_Records to process_
+-------+

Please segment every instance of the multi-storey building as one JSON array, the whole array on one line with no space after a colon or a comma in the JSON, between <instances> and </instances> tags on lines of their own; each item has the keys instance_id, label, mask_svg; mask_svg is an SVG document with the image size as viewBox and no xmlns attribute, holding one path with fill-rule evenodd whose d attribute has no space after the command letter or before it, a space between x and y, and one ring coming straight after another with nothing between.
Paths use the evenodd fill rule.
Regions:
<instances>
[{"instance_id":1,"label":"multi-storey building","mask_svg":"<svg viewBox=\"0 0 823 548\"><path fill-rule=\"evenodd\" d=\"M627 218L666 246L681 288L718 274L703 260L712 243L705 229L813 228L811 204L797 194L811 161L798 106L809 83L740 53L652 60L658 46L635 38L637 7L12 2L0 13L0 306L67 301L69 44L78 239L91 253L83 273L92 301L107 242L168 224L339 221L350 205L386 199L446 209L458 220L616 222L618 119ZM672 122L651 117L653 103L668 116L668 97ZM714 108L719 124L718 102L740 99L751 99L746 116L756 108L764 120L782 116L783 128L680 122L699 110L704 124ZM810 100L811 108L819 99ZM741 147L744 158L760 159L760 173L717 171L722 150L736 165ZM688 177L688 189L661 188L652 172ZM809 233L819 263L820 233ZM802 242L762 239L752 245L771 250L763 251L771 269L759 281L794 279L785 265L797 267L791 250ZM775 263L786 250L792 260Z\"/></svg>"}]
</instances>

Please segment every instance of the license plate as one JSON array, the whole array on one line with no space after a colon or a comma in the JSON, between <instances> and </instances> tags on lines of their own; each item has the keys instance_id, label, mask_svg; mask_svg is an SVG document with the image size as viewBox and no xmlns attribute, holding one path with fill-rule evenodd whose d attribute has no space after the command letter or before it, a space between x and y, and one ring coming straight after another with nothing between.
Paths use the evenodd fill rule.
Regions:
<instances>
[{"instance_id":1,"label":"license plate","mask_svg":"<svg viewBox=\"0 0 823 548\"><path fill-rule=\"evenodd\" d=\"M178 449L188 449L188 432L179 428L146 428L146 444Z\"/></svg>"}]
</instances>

+-------+

Reproduce the material above exactly as it appears, starting at the line that contains "Please segment every instance of the license" and ending at the last line of the material.

Please segment every instance of the license plate as one JSON array, the whole array on one line with no space after a colon or a comma in the JSON, between <instances> and </instances> tags on lines of their own; each item has the keys instance_id, label, mask_svg; mask_svg is an SVG document with the image size as viewBox and no xmlns attribute, holding one path with fill-rule evenodd whose d attribute has no space after the command letter or before it, a space between x and y, and one ring coming straight after another with nothing between.
Paths use the evenodd fill rule.
Regions:
<instances>
[{"instance_id":1,"label":"license plate","mask_svg":"<svg viewBox=\"0 0 823 548\"><path fill-rule=\"evenodd\" d=\"M178 449L188 449L188 432L179 428L146 428L146 444Z\"/></svg>"}]
</instances>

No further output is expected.